▸ Your assignment:
Scan the records below for the line containing "Target: green leaves" and the line containing "written like (107,177).". Copy both, plus every line between, exactly.

[Records drawn from a dataset]
● ● ● ● ● ● ●

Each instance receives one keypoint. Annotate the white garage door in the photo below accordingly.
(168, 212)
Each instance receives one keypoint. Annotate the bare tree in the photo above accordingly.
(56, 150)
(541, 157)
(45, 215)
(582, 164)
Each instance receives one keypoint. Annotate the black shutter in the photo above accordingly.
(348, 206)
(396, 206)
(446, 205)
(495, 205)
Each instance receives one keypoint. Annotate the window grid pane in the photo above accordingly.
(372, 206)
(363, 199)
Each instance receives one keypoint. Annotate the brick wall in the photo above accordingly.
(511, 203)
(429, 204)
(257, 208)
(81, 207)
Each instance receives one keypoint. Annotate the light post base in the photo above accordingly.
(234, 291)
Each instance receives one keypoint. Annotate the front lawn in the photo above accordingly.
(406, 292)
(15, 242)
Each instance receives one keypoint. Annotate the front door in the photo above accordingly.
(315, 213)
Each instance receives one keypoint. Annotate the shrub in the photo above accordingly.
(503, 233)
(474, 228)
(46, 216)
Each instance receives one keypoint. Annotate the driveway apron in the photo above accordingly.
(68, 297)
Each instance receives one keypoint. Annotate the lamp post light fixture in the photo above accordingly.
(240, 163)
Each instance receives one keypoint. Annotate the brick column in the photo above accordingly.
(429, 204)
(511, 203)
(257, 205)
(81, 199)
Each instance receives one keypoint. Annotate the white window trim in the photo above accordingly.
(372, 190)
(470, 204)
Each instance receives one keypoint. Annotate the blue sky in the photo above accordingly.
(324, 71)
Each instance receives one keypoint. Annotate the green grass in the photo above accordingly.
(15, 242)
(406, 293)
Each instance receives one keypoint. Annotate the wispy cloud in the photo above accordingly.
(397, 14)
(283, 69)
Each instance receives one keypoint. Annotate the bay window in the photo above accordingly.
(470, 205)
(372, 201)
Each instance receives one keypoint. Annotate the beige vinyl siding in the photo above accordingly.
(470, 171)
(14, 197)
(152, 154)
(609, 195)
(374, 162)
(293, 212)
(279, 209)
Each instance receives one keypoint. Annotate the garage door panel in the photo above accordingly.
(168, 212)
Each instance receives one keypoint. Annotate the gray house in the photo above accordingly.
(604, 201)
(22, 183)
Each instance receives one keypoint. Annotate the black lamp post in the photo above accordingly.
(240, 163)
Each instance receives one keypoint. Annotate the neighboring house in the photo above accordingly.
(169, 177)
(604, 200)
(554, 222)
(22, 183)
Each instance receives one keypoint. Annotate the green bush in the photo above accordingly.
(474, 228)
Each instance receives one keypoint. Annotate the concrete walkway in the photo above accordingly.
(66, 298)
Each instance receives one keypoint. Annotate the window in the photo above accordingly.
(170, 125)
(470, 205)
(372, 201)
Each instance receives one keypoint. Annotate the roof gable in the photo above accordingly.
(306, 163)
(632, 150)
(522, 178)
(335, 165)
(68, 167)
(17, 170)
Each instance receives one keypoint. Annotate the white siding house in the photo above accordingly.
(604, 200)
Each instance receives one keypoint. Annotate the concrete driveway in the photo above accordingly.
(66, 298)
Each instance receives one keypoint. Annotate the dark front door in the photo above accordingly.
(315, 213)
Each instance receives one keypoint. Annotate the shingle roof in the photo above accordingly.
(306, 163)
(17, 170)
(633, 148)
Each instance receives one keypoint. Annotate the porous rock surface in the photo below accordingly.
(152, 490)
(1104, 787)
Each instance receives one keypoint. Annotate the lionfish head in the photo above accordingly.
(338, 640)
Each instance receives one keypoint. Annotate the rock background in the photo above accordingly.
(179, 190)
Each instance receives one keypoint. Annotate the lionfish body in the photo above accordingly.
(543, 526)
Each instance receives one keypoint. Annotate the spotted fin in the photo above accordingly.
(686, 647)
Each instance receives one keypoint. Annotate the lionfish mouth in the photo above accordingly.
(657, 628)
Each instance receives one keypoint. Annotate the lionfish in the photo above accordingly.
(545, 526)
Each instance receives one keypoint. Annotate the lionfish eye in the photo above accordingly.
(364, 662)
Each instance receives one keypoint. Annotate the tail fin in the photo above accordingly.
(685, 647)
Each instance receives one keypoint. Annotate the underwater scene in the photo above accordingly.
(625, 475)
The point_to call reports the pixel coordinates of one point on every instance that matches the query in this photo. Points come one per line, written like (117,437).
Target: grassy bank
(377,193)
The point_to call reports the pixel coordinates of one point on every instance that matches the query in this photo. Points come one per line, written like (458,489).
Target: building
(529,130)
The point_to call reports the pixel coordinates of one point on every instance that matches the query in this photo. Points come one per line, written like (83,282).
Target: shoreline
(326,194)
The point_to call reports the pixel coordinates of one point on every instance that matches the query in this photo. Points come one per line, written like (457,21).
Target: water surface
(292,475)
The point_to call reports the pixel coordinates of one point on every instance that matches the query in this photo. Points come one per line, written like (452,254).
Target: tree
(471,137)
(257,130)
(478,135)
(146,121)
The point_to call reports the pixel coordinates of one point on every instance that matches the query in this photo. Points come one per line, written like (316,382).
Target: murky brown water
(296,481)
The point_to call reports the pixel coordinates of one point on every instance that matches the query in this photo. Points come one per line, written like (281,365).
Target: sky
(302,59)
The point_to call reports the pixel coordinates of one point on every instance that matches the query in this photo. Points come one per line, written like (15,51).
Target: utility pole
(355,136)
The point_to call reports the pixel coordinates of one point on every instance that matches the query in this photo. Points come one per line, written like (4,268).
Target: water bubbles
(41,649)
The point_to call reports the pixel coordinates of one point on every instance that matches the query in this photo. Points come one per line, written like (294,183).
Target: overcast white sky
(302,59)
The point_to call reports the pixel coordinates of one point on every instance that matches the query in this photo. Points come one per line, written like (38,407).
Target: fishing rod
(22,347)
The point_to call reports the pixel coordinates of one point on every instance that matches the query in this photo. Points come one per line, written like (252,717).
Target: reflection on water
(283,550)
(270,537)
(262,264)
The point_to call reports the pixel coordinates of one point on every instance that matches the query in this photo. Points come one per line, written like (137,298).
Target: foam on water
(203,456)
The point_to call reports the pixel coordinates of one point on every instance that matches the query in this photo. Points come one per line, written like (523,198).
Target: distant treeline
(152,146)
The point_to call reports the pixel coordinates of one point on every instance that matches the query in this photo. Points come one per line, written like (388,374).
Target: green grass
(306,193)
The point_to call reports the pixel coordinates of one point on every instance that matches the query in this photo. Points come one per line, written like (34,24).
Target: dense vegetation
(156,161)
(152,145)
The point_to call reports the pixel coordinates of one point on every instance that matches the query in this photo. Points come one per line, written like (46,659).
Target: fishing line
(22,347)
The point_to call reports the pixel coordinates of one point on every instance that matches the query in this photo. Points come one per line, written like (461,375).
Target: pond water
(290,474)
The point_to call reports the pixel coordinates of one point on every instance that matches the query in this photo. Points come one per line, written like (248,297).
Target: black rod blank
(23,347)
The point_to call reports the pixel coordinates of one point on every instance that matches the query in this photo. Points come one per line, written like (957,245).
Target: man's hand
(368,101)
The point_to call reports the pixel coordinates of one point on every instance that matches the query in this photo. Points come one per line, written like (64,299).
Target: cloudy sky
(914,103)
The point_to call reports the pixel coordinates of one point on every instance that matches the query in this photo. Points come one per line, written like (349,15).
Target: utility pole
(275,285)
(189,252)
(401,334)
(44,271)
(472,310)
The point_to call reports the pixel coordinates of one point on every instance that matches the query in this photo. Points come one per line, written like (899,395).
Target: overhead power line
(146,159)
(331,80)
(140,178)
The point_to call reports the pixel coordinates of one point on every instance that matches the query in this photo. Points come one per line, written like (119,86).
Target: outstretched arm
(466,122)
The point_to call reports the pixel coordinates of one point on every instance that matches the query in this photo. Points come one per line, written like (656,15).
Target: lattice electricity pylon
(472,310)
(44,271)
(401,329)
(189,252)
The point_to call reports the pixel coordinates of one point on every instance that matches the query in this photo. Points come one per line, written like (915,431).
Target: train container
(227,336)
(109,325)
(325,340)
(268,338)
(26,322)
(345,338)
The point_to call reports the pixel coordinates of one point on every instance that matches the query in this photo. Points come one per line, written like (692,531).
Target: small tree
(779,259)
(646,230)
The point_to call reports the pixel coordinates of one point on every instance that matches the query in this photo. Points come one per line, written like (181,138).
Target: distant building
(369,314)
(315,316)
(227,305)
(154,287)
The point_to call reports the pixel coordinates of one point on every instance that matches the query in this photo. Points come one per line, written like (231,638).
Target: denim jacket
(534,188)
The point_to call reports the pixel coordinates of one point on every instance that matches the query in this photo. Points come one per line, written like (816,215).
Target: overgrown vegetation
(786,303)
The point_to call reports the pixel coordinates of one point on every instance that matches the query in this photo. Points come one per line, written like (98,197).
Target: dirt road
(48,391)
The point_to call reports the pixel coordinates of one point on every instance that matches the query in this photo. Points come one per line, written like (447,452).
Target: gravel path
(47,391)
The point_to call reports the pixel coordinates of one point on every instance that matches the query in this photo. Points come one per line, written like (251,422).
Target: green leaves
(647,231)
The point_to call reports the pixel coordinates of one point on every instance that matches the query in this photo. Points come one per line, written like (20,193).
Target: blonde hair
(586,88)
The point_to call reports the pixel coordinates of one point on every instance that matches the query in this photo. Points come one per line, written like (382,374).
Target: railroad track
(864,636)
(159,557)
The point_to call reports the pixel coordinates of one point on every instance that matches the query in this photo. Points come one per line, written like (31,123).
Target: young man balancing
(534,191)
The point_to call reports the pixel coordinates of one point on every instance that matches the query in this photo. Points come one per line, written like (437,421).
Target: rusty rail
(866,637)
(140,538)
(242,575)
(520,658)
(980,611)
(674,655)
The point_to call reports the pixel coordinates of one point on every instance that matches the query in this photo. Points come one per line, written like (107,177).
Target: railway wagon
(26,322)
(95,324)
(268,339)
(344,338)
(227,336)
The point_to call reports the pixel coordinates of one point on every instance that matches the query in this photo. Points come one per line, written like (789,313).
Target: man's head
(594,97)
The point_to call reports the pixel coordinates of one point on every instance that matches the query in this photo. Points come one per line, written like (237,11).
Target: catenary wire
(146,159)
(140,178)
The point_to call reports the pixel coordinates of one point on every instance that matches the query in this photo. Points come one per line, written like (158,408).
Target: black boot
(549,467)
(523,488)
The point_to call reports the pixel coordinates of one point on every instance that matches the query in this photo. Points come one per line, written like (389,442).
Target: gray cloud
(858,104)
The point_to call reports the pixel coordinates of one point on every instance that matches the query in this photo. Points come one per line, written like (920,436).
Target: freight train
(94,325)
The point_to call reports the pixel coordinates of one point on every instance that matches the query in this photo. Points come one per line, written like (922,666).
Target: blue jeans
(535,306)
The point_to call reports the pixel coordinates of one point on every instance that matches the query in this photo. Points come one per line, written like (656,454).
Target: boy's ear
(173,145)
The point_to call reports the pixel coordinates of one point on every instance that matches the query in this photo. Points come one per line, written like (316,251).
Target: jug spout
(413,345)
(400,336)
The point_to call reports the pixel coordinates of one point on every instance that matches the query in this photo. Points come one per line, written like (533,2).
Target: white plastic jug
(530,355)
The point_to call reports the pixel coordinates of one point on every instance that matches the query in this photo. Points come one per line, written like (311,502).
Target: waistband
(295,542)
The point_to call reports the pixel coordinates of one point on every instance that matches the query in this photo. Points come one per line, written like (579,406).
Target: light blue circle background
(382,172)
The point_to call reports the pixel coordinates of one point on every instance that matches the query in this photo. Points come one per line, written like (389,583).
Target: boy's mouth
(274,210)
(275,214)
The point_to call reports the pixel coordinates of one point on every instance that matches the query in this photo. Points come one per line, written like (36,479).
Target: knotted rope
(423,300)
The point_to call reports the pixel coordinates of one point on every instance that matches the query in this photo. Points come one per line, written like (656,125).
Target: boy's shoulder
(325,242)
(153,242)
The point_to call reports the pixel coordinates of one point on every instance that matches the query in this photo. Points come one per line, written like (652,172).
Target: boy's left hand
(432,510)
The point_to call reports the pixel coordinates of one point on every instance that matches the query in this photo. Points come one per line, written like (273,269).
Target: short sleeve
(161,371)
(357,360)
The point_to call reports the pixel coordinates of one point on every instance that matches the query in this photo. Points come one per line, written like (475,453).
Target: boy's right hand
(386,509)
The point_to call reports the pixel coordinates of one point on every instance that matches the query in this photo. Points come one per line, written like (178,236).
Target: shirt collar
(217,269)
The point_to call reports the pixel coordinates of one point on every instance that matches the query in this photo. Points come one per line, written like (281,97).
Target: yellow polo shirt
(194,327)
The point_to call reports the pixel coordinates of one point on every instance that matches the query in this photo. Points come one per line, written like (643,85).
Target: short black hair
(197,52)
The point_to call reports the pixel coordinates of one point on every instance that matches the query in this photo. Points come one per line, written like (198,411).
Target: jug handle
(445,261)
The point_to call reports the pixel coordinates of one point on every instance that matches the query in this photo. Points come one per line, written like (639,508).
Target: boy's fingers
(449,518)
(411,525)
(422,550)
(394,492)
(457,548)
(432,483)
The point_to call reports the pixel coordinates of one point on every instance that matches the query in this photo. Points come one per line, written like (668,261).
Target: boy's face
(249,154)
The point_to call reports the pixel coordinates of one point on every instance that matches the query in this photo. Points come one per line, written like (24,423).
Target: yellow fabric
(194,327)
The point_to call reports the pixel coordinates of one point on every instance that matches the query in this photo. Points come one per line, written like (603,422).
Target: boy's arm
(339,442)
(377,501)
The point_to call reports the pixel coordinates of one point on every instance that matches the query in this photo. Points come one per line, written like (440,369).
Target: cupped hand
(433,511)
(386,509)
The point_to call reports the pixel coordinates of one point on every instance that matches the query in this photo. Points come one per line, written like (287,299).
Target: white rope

● ● ● ● ● ● ●

▸ Answer section:
Target: green leaves
(647,231)
The point_to call reports the pixel coordinates of one point on every instance that matches the query in this photo. Points come one per line, written like (20,193).
Target: blonde hair
(586,88)
The point_to call reports the pixel coordinates of one point on every instance that matches the query in this photo. Points come one per line, written like (382,374).
Target: railroad track
(864,636)
(159,557)
The point_to call reports the pixel coordinates of one point on every instance that matches the query in this photo. Points come one per line, written like (31,123).
Target: young man balancing
(534,191)
The point_to call reports the pixel coordinates of one point on every instance that matches the query in this photo. Points come one per line, written like (437,421).
Target: rusty rail
(866,637)
(140,538)
(242,575)
(520,658)
(980,611)
(674,655)
The point_to call reports the pixel coordinates of one point on every instance that matches the query in this photo. Points come one per line, written like (107,177).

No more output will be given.